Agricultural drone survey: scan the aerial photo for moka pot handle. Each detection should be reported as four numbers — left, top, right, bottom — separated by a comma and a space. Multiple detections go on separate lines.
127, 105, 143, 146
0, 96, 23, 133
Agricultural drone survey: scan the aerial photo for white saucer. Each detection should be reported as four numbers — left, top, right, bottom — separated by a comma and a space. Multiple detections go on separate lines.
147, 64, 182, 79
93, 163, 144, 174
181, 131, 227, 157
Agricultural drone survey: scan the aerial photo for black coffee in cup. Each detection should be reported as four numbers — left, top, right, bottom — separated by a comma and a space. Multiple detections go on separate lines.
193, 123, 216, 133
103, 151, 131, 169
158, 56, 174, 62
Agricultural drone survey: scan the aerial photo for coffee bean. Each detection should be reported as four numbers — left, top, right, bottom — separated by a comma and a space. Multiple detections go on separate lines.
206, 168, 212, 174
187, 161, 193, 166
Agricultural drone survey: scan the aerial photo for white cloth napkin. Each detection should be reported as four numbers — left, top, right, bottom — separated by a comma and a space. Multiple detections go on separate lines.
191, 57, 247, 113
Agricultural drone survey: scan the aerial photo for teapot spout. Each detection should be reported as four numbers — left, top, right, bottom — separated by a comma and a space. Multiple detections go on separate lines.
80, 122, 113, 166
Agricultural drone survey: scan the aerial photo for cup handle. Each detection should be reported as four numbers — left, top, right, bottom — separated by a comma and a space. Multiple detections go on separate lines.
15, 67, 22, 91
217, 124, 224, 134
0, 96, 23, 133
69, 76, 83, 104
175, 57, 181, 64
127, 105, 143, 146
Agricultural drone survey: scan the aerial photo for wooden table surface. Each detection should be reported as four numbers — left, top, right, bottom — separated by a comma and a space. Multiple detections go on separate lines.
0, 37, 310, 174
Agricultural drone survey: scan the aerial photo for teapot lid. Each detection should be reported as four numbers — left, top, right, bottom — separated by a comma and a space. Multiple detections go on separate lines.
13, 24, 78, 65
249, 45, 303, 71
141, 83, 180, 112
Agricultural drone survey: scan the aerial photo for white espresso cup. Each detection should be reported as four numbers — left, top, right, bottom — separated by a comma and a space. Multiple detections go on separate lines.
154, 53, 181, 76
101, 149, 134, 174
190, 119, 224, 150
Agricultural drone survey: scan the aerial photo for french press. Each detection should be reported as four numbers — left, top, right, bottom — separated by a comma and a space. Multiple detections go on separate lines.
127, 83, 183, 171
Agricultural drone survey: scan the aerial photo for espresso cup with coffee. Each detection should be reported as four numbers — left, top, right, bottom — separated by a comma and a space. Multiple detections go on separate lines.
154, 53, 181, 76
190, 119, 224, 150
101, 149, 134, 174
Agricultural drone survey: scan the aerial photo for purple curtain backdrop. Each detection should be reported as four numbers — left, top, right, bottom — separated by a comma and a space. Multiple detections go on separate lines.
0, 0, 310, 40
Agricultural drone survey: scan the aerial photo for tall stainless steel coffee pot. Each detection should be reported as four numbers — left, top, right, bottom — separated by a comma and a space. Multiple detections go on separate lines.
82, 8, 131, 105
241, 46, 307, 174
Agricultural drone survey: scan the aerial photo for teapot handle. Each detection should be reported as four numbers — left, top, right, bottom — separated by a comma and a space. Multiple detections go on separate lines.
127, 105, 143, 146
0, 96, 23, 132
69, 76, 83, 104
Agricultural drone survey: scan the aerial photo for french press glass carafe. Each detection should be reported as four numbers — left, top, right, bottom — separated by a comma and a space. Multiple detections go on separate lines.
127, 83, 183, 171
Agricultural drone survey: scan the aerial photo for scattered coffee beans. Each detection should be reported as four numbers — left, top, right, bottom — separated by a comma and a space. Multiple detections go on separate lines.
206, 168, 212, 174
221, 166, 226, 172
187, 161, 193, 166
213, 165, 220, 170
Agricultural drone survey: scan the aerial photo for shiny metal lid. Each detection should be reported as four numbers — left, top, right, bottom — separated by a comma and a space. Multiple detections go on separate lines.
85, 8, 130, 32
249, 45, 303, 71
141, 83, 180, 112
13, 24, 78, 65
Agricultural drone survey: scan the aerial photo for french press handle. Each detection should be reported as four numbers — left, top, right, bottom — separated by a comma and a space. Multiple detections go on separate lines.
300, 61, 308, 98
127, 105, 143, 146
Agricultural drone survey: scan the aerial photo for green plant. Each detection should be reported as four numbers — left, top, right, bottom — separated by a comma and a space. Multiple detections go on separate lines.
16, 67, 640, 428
================================
# [TASK TO COMPLETE]
Give every line of the entries above as a JSON list of strings, one string per line, leaving out any blank lines.

# [COMPLETE ANSWER]
[
  "Agricultural drone survey: scan the aerial photo for moka pot handle. Each detection should be reported as four numbers — left, top, right, bottom — separated by a comma and a space. Multiple detections go on separate lines.",
  "127, 105, 143, 146",
  "0, 96, 23, 133",
  "Agricultural drone survey: scan the aerial photo for white saucer. Each detection should be reported as four numbers — left, top, right, bottom — separated by a comma and a space. Multiple detections go on separate lines.",
  "147, 64, 182, 79",
  "93, 163, 144, 174",
  "181, 131, 227, 157",
  "Agricultural drone survey: scan the aerial photo for black coffee in cup. Each detection should be reported as four numbers — left, top, right, bottom — separated by a comma and a space. Multiple detections go on separate lines.",
  "193, 123, 216, 133",
  "103, 151, 131, 169",
  "158, 56, 174, 62",
  "Agricultural drone survey: scan the aerial photo for coffee bean. Each detection should be reported as four numbers — left, top, right, bottom — separated by a comma and a space. Multiple detections go on separate lines.",
  "206, 168, 212, 174",
  "187, 161, 193, 166",
  "Agricultural drone survey: scan the aerial photo for white cloth napkin. Each detection should be reported as four numbers — left, top, right, bottom — separated by a comma and a space. Multiple detections go on separate lines.",
  "191, 57, 247, 113",
  "Agricultural drone survey: scan the aerial photo for teapot spout. Each detection should be reported as four numbers — left, top, right, bottom — separated by a comma and a space. Multiple detections go on separate lines.",
  "80, 122, 113, 166",
  "Agricultural drone survey: scan the aerial photo for cup handle. Each detection should be reported as four numbers — left, top, right, bottom — separated by a comma and a space. Multiple detections go on separate lines.",
  "15, 67, 22, 91",
  "217, 124, 224, 134",
  "0, 96, 23, 133",
  "69, 76, 83, 104",
  "175, 57, 181, 64",
  "127, 105, 143, 146",
  "Agricultural drone survey: scan the aerial photo for wooden table surface. Each detection should be reported as four numbers — left, top, right, bottom — separated by a comma and a space. Multiple detections go on separate lines.",
  "0, 37, 310, 174",
  "Agricultural drone survey: scan the aerial photo for teapot lid. Each detection should be reported as four numbers — left, top, right, bottom — separated by a comma and a space. Multiple detections go on separate lines.",
  "13, 24, 78, 65",
  "249, 45, 303, 71",
  "141, 83, 180, 112",
  "Agricultural drone survey: scan the aerial photo for white espresso cup. Each detection should be reported as four numbers — left, top, right, bottom — separated by a comma and a space. Multiple detections go on separate lines.",
  "154, 53, 181, 76",
  "101, 149, 134, 174",
  "190, 119, 224, 150",
  "Agricultural drone survey: scan the aerial photo for french press. Each detection should be reported as four numbers — left, top, right, bottom — separated by a comma and a space. Multiple detections go on separate lines.",
  "127, 83, 183, 171",
  "Agricultural drone survey: scan the aerial photo for espresso cup with coffee. Each detection should be reported as four numbers — left, top, right, bottom — separated by a comma and a space. Multiple detections go on separate lines.",
  "154, 53, 181, 76",
  "190, 119, 224, 150",
  "101, 149, 134, 174",
  "Agricultural drone survey: scan the aerial photo for purple curtain backdrop. Each detection should be reported as four numbers — left, top, right, bottom — separated by a comma and a space. Multiple detections go on separate lines.",
  "0, 0, 310, 40",
  "Agricultural drone survey: scan the aerial photo for tall stainless steel coffee pot. Each detection should be reported as four numbers — left, top, right, bottom — separated by a comma and a space. Multiple detections go on separate lines.",
  "82, 8, 131, 105",
  "241, 46, 307, 174",
  "Agricultural drone survey: scan the aerial photo for teapot handle. Each detection should be reported as four numbers — left, top, right, bottom — separated by a comma and a space. Multiple detections go on separate lines.",
  "127, 105, 143, 146",
  "0, 96, 23, 132",
  "69, 76, 83, 104",
  "Agricultural drone survey: scan the aerial photo for french press glass carafe. Each detection should be reported as four numbers — left, top, right, bottom — separated by a comma and a space. Multiple detections go on separate lines.",
  "127, 83, 183, 171",
  "Agricultural drone survey: scan the aerial photo for scattered coffee beans. Each detection should be reported as four numbers — left, top, right, bottom — separated by a comma and a space. Multiple detections go on separate lines.",
  "206, 168, 212, 174",
  "221, 166, 226, 172",
  "187, 161, 193, 166",
  "213, 165, 220, 170",
  "Agricultural drone survey: scan the aerial photo for shiny metal lid. Each detection should be reported as four numbers — left, top, right, bottom — separated by a comma and a space. Multiple detections go on separate lines.",
  "85, 8, 130, 32",
  "249, 45, 303, 71",
  "141, 83, 180, 112",
  "13, 24, 78, 65",
  "Agricultural drone survey: scan the aerial photo for french press handle. Each detection should be reported as four numbers — left, top, right, bottom — separated by a comma and a space. Multiple detections go on separate lines.",
  "300, 61, 308, 98",
  "127, 105, 143, 146",
  "Agricultural drone survey: scan the aerial photo for green plant. Each detection should be reported as four numbers — left, top, right, bottom — separated by a comma and a space. Multiple detections go on separate lines.",
  "16, 67, 640, 428"
]